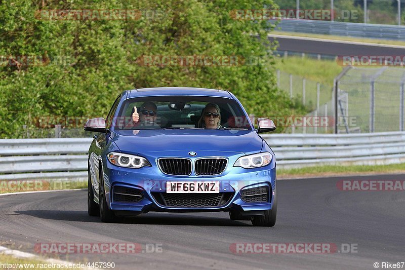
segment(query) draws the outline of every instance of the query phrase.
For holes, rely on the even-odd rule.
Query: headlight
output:
[[[139,169],[143,166],[151,166],[145,158],[121,153],[111,152],[107,155],[110,162],[120,167]]]
[[[245,169],[265,166],[271,162],[273,156],[268,152],[245,156],[238,158],[233,167],[241,167]]]

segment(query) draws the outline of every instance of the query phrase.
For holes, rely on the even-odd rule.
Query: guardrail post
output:
[[[314,112],[313,116],[315,118],[315,121],[317,121],[318,123],[320,123],[320,121],[319,121],[318,119],[317,119],[317,118],[318,118],[318,111],[319,110],[320,88],[320,84],[318,82],[316,83],[316,108],[315,109],[315,111]],[[313,123],[316,123],[316,122],[314,122]],[[313,132],[314,133],[318,133],[318,127],[316,126],[316,125],[314,125]]]
[[[60,138],[61,135],[61,128],[60,128],[60,125],[55,125],[55,138]]]
[[[293,99],[293,74],[290,74],[290,98]]]
[[[323,110],[324,110],[323,112],[324,112],[325,117],[326,119],[328,119],[328,103],[325,103],[325,104],[323,105]],[[328,125],[329,125],[329,121],[328,121],[327,122],[327,123],[328,124],[325,125],[325,133],[328,133]]]
[[[302,104],[305,105],[305,86],[306,86],[306,81],[305,78],[302,79]]]
[[[399,130],[403,131],[403,101],[404,101],[404,92],[405,92],[405,83],[401,84],[400,89],[399,98]]]
[[[370,92],[370,132],[374,132],[374,81],[371,82],[371,91]]]

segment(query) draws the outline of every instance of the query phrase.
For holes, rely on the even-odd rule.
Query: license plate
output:
[[[219,193],[218,181],[166,182],[167,193]]]

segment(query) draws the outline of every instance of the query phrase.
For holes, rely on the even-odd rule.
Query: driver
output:
[[[144,102],[141,105],[139,113],[137,111],[136,107],[134,107],[132,113],[132,121],[134,123],[142,122],[152,122],[156,123],[157,115],[157,107],[156,104],[151,101]]]

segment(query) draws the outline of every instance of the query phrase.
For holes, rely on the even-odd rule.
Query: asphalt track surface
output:
[[[337,182],[404,177],[279,180],[277,220],[271,228],[232,221],[226,212],[151,212],[103,223],[88,216],[86,190],[1,196],[0,245],[35,253],[39,243],[162,244],[160,253],[56,256],[114,262],[115,269],[374,269],[375,262],[405,261],[405,191],[341,191]],[[229,247],[235,243],[335,243],[339,250],[348,243],[357,252],[234,254]]]
[[[275,38],[279,44],[277,50],[337,56],[405,55],[405,49],[403,48],[351,44],[339,43],[338,41],[319,41],[297,38],[293,37],[277,37]],[[273,37],[269,37],[270,41],[273,39]]]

══════════════════════════════

» **What you are asked to do**: Write out the records again from the start through the line containing "[[[370,92],[370,132],[374,132],[374,81],[371,82],[371,91]]]", both included, with the requests kept and every coordinate in the answers shifted up by 39. Leave the pictures out.

» **Reply to the task**:
segment(query) draws the outline of every instance of the query phrase.
For holes, rely on the even-odd rule.
Query: headlight
output:
[[[178,208],[182,205],[190,205],[184,197],[160,192],[150,191],[146,194],[149,201],[159,206]]]
[[[284,208],[304,205],[310,201],[312,195],[307,191],[284,195],[277,197],[272,206],[280,206]]]

segment(query) draws the outline of every instance of the query phrase.
For holes, rely on the even-odd rule.
Query: guardrail post
output:
[[[353,151],[352,155],[354,157],[354,160],[356,160],[357,162],[359,162],[359,160],[358,160],[357,158],[356,158],[356,157],[357,157],[357,150],[358,149],[359,127],[359,123],[357,121],[355,122],[355,147],[354,148],[354,150]],[[352,162],[355,162],[355,161],[353,161]],[[352,171],[353,172],[357,172],[357,166],[355,165],[355,164],[353,164]]]
[[[99,177],[100,174],[100,167],[99,167],[99,164],[94,164],[94,177]]]
[[[332,138],[332,113],[329,113],[329,137]]]
[[[362,149],[363,149],[362,151],[363,151],[364,156],[365,158],[367,158],[367,142],[364,142],[364,143],[362,144]],[[367,164],[368,164],[368,160],[367,160],[366,161],[366,162],[367,163],[364,164],[364,172],[367,172]]]
[[[341,143],[344,144],[344,125],[345,125],[345,120],[344,117],[341,118]]]
[[[438,169],[442,170],[442,140],[443,140],[443,131],[444,131],[444,122],[440,123],[439,128],[438,137]]]
[[[409,131],[409,171],[413,171],[413,120],[410,121],[410,130]]]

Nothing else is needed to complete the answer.